### THE TASK
Copy each line of the listing below exactly.

### EXCERPTED DATA
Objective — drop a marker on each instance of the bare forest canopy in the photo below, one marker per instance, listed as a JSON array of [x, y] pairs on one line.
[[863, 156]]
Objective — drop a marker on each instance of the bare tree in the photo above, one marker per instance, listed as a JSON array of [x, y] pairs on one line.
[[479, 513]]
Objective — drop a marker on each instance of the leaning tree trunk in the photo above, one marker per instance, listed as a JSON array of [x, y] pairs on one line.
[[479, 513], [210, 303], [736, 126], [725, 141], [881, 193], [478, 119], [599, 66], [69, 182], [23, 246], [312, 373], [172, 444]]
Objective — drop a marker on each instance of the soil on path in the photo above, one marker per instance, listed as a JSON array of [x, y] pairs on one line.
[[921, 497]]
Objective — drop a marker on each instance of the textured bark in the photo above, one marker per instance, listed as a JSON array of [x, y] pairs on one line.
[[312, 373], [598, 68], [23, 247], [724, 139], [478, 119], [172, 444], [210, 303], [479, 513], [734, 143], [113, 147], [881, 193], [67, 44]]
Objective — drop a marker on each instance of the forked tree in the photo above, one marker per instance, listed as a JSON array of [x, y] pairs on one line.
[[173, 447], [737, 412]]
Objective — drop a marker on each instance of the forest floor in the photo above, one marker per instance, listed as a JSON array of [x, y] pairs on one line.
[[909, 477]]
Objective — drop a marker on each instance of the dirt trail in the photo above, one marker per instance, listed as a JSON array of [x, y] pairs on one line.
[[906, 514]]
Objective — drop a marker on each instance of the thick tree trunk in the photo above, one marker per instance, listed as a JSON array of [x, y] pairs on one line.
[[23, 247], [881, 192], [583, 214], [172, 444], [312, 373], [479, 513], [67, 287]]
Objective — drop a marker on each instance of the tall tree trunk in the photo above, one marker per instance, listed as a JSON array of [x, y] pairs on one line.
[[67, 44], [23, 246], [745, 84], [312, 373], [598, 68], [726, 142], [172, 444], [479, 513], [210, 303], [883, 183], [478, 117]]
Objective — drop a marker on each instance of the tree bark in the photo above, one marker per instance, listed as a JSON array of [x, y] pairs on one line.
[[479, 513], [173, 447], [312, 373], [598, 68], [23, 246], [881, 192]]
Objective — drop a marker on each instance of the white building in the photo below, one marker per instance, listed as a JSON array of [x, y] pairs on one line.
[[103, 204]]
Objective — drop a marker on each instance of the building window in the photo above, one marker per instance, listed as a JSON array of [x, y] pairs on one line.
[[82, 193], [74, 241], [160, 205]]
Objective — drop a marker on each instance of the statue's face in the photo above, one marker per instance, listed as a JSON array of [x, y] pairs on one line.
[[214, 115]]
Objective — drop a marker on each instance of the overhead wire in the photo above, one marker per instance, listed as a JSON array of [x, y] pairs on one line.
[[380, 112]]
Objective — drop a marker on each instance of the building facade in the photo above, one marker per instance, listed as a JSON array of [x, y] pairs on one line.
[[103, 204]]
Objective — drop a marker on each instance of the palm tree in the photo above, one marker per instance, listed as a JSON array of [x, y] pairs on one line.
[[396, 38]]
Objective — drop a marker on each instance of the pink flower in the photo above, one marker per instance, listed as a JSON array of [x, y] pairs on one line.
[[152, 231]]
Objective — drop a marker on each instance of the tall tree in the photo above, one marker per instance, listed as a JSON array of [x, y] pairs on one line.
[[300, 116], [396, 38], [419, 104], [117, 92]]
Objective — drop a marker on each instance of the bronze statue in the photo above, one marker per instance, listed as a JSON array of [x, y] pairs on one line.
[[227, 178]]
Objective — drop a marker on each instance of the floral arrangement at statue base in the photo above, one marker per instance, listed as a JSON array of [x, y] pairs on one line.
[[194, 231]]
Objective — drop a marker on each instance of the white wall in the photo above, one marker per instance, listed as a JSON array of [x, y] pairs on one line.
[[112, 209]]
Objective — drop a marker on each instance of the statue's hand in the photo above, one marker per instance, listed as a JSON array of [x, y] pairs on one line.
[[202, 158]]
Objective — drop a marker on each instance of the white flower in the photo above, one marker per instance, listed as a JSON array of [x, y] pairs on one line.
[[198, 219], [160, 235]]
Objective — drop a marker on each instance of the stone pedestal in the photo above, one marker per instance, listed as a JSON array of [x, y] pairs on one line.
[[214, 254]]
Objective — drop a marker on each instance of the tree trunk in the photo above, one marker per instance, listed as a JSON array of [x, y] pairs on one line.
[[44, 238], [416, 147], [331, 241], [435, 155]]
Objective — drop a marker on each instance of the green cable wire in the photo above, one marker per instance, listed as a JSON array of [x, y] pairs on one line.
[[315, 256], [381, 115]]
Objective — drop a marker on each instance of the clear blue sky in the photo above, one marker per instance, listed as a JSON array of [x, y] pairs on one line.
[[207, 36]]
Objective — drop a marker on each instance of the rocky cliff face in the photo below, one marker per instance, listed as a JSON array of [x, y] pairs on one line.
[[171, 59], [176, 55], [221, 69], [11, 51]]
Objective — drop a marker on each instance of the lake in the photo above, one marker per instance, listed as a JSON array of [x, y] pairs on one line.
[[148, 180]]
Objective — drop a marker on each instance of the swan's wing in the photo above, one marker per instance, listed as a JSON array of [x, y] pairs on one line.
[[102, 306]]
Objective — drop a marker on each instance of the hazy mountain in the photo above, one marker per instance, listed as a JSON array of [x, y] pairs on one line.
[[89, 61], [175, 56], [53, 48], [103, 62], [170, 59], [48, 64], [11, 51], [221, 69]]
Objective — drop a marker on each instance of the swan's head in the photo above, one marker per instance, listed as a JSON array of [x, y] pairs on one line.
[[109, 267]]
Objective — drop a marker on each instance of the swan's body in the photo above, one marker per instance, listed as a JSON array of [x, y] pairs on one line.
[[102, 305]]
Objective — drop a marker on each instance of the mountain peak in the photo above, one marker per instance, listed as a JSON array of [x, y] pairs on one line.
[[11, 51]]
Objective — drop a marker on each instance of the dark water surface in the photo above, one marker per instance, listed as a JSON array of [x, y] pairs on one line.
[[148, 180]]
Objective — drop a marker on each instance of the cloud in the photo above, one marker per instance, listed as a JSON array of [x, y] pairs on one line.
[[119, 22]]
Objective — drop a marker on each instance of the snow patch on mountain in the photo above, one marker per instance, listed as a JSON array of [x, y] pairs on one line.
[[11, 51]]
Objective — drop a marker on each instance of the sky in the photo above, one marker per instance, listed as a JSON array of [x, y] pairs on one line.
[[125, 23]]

### YOUR RESPONSE
Objective — drop a marker on each instance of the bare forest canopy in the photo below, one marker per instance, listed as a JSON array of [x, y] pairs on one line.
[[863, 156]]
Objective — drop a marker on each instance of the bare tree in the photo above, one marker per instance, listed as a JSON array of [x, y] pairs on one line.
[[479, 513]]
Objective — drop a marker on each instance of the leaning tree trunk in the photo above, one marker per instance, listed as a JSON array of [x, y] pairs on one line.
[[479, 513], [210, 303], [736, 126], [725, 141], [881, 193], [478, 119], [599, 66], [69, 182], [23, 246], [312, 373], [172, 444]]
Objective — drop a marker on each instance of the soil on path in the photo above, one marker per instance, listed as a JSON array of [x, y] pairs on one line.
[[921, 497]]
Objective — drop a marker on each instance of the textured bark in the photo above, one marker per instance, listed as a JSON array of [x, y] pairs on one line.
[[312, 373], [598, 68], [23, 247], [724, 139], [478, 119], [172, 444], [210, 303], [479, 513], [734, 143], [113, 147], [881, 193], [67, 44]]
Objective — drop a marker on each instance of the forked tree in the photo above, one marker per instance, listed as a JSON array of [x, y] pairs on one line.
[[173, 447], [737, 412]]
Objective — drop a marker on each instance of the forest floor in the photo above, one marker per instance, listed as a JSON array of [x, y] pairs on one line.
[[909, 477]]
Objective — drop a marker on each instance of the dirt trail in the photo above, one marker per instance, listed as a JSON array of [x, y] pairs on one line.
[[906, 514]]
Objective — drop a marker on each instance of the thick tree trunk in the photo above, one marker per instance, listed as a JSON array of [x, y] pairs on one line.
[[23, 247], [881, 192], [583, 214], [172, 444], [312, 373], [479, 513], [67, 287]]
Objective — drop a marker on each instance of the tall tree trunk in the photo above, one marker per instance, listed as a JSON array of [x, y] pairs on one line.
[[67, 44], [23, 246], [745, 84], [312, 373], [598, 68], [726, 142], [172, 444], [479, 513], [210, 303], [883, 183], [478, 117]]
Objective — drop a marker on each instance of the tree bark in the photo above, one marker per instance, listed as a JSON array of [x, y] pairs on one line.
[[479, 513], [173, 447], [312, 373], [598, 68], [23, 246], [881, 192]]
Objective — drop a marker on each instance of the white building in the photo below, one marker per instance, listed as a JSON array of [x, y] pairs on one line.
[[103, 204]]
Objective — drop a marker on each instance of the building window in the photo above, one marker per instance, listed as a JSON array of [x, y] pairs on one line.
[[82, 193], [74, 241], [160, 205]]
Objective — drop a marker on each instance of the statue's face in the photo above, one marker per instance, listed as a JSON array of [x, y] pairs on one line.
[[214, 115]]
Objective — drop a marker on each instance of the overhead wire in the photo above, one marker per instance, listed as a JSON array of [x, y] pairs on one line.
[[380, 112]]
Objective — drop a marker on each instance of the building facade in the photo above, one marker per instance, listed as a JSON array of [x, y] pairs on one line.
[[103, 204]]
Objective — drop a marker on each instance of the palm tree in the photo above, one marker per instance, listed as a JSON array of [x, y] pairs on one line.
[[396, 38]]
Objective — drop a marker on each instance of the pink flower in the photo above, one marker per instance, listed as a JSON array of [x, y] pairs on one line.
[[152, 231]]
Objective — drop a marker on each instance of the tall tree in the photo above, one marker per instance, listed as a JSON array of [x, y] pairs on one line.
[[300, 116], [396, 38], [419, 104], [117, 92]]
Objective — drop a marker on each instance of the bronze statue in the photo above, one marker per instance, listed as a JSON array of [x, y] pairs on one line.
[[227, 178]]
Objective — drop a marker on each instance of the floral arrangement at statue base in the photo above, one marker per instance, listed as a JSON array of [x, y] pairs on one line.
[[194, 231]]
Objective — drop a marker on each instance of the white wall in the photo above, one marker per instance, listed as a JSON array of [x, y] pairs on one line.
[[112, 209]]
Objective — drop a marker on each instance of the statue's hand in the photo above, one marker per instance, listed as a JSON array of [x, y] pairs on one line.
[[202, 158]]
Objective — drop a marker on each instance of the white flower in the photo above, one marker per instance, listed as a JSON array of [x, y] pairs on one line.
[[198, 219], [160, 235]]
Objective — drop a marker on each instance of the stone pedestal in the photo above, one marker per instance, listed as a JSON array of [x, y] pairs on one line.
[[214, 254]]
Objective — drop a marker on each instance of the tree trunk in the photo above, one marker per instance, listed as a JSON array of [x, y] pairs on one line.
[[44, 238], [416, 147], [331, 241], [435, 155]]
Objective — drop a marker on each instance of the green cable wire in the photo above, one marker per instance, listed as a JSON array of [x, y] pairs on one line.
[[315, 256], [381, 115]]
Objective — drop a marker on each instance of the clear blue sky in the photo above, one marker per instance, listed as a JSON array of [x, y] pairs on one line.
[[207, 36]]
Objective — drop a marker on each instance of the rocky cliff face in the photo below, one marker per instance, listed as a JSON array of [x, y] pairs on one line.
[[171, 59], [176, 55], [221, 69], [11, 51]]
Objective — drop a marker on each instance of the lake in the photo above, one marker per instance, listed as a JSON array of [x, y] pairs on one line.
[[148, 180]]
Objective — drop a marker on each instance of the swan's wing in the photo above, one marker per instance, listed as a JSON array of [x, y] pairs on one line.
[[102, 306]]
Objective — drop a marker on each instance of the hazy mountain in the photo above, one marker per instance, listed as a JSON array of [x, y] pairs on one line.
[[89, 61], [175, 56], [53, 48], [103, 62], [170, 59], [48, 64], [11, 51], [221, 69]]
Objective — drop a marker on each instance of the swan's head in the photo above, one marker per instance, listed as a JSON array of [x, y] pairs on one line.
[[109, 267]]
Objective — drop a marker on each instance of the swan's body in the photo above, one marker per instance, listed as a JSON array of [x, y] pairs on one line.
[[102, 305]]
Objective — drop a marker on each instance of the mountain peak in the photo above, one marker per instance, listed as a JSON array of [x, y] pairs on one line.
[[11, 51]]
Objective — drop a marker on each instance of the dark water surface in the photo above, one marker per instance, listed as a JSON array of [x, y] pairs on one line.
[[148, 180]]
Objective — drop a marker on each instance of the cloud in the photo above, one marker per instance, listed as a JSON array of [x, y] pairs on one line.
[[119, 22]]
Objective — drop a marker on each instance of the snow patch on mountain in the photo above, one marker per instance, listed as a JSON array of [x, y] pairs on one line.
[[11, 51]]
Objective — drop a marker on each instance of the sky in the photo above, one marker per instance, listed as a JSON array of [x, y] pairs on one line.
[[125, 23]]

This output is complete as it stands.